> **Challenge**: Please render the data as a Markdown table with columns "Number" and "Line", starting with the line that contains "Would you be willing to mark the human" and going on through the end of the data. Number each line and leave out blank lines.

> **Data to process**:
☆ ☆ ☆ ☆ ☆ ☆ ☆

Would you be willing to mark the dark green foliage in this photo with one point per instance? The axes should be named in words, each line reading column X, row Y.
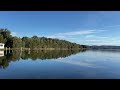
column 35, row 42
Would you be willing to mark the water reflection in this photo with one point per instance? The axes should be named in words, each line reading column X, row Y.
column 15, row 55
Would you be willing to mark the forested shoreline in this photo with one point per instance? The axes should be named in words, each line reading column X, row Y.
column 35, row 42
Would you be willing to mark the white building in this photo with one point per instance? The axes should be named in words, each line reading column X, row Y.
column 2, row 46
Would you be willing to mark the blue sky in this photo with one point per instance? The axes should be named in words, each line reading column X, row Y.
column 83, row 27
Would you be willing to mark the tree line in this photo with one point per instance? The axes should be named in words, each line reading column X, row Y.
column 35, row 42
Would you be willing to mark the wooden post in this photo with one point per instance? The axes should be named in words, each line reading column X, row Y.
column 6, row 50
column 29, row 51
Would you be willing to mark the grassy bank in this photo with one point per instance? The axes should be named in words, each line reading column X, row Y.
column 45, row 49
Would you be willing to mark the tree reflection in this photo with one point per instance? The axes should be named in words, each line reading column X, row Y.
column 34, row 55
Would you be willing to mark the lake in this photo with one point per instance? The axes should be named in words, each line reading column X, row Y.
column 60, row 64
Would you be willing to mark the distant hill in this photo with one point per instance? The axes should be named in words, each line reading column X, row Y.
column 35, row 42
column 103, row 47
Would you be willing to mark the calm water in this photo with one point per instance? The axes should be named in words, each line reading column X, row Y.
column 60, row 64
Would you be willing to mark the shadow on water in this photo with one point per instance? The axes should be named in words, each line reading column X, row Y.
column 8, row 56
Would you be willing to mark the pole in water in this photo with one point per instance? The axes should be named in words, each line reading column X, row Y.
column 6, row 50
column 9, row 49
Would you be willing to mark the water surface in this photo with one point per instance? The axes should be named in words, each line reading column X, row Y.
column 60, row 64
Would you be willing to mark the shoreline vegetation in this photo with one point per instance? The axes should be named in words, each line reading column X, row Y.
column 44, row 49
column 36, row 43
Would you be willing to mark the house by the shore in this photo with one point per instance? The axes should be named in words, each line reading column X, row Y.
column 2, row 45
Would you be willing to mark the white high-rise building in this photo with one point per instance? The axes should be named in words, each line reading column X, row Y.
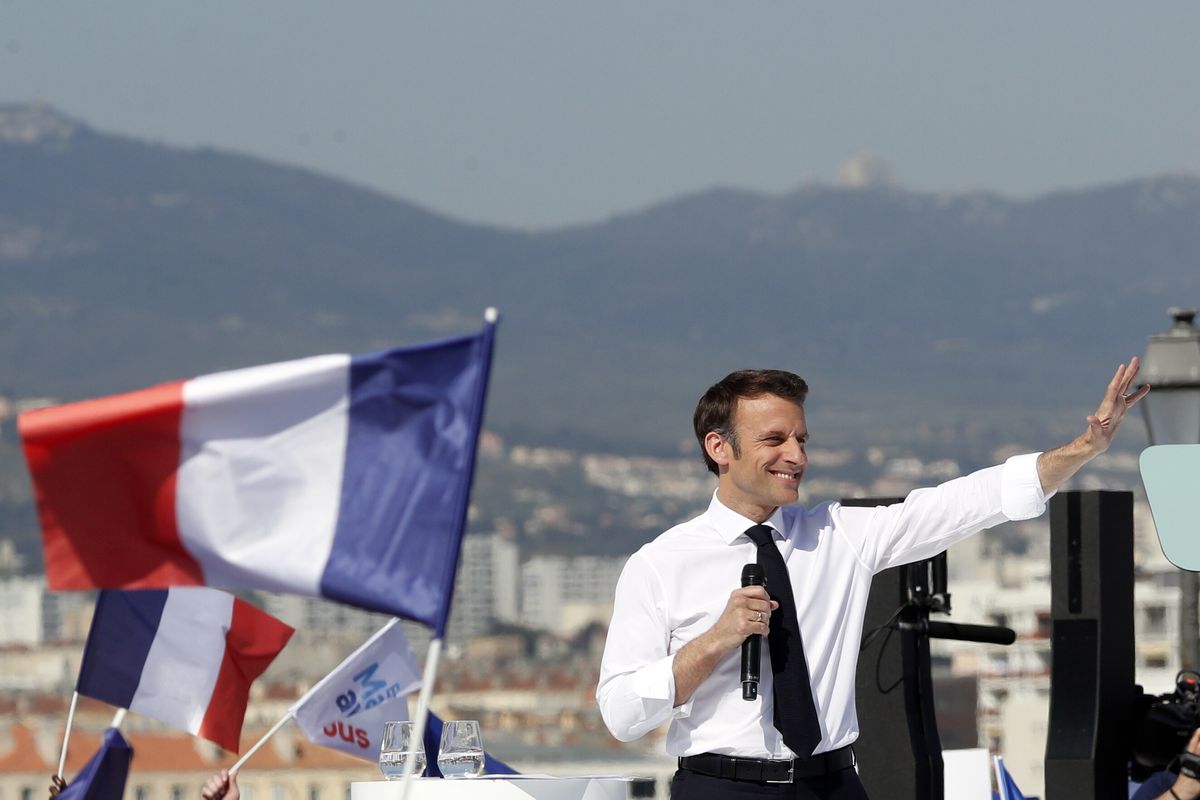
column 564, row 594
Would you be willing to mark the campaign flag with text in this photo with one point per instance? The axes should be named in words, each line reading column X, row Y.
column 105, row 774
column 349, row 707
column 336, row 476
column 185, row 656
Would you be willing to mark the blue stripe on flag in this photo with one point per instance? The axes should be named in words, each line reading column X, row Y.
column 123, row 629
column 409, row 451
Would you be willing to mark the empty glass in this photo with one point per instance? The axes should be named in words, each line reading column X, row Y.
column 461, row 753
column 399, row 740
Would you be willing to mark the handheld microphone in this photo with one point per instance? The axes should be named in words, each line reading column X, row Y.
column 751, row 648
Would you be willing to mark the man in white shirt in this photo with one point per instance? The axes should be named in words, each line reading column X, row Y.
column 677, row 626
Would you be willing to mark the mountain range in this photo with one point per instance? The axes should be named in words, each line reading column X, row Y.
column 971, row 318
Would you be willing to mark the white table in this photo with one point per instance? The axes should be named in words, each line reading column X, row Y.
column 511, row 788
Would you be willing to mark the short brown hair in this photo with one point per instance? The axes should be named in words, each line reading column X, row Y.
column 714, row 411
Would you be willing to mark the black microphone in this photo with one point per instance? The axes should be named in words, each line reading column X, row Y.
column 751, row 648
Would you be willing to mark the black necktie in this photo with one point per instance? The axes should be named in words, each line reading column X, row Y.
column 796, row 716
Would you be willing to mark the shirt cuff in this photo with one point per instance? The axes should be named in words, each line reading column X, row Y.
column 655, row 683
column 1020, row 488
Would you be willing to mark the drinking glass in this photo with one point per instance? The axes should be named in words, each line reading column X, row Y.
column 461, row 753
column 399, row 740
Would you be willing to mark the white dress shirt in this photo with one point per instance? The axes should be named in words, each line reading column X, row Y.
column 676, row 587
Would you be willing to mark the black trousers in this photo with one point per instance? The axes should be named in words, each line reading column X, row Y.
column 843, row 785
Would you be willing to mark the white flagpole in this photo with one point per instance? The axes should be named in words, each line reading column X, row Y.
column 275, row 729
column 66, row 734
column 423, row 711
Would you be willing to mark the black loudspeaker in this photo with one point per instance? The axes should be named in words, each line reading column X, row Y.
column 1092, row 693
column 894, row 759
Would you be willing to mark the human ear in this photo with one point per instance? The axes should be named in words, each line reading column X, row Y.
column 717, row 447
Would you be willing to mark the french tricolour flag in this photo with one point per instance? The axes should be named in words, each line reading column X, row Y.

☆ ☆ ☆ ☆ ☆ ☆ ☆

> **Response**:
| Number | Line |
|---|---|
| 1 | Would you be willing to mark the human ear in this photo with one point per instance? The axes should be named in words, each line reading column X, row Y. |
| 2 | column 717, row 447 |
| 3 | Would you be willing to mark the french tricolour flag in this photo with one point per instance? The axes should be named in words, each line reading column X, row Y. |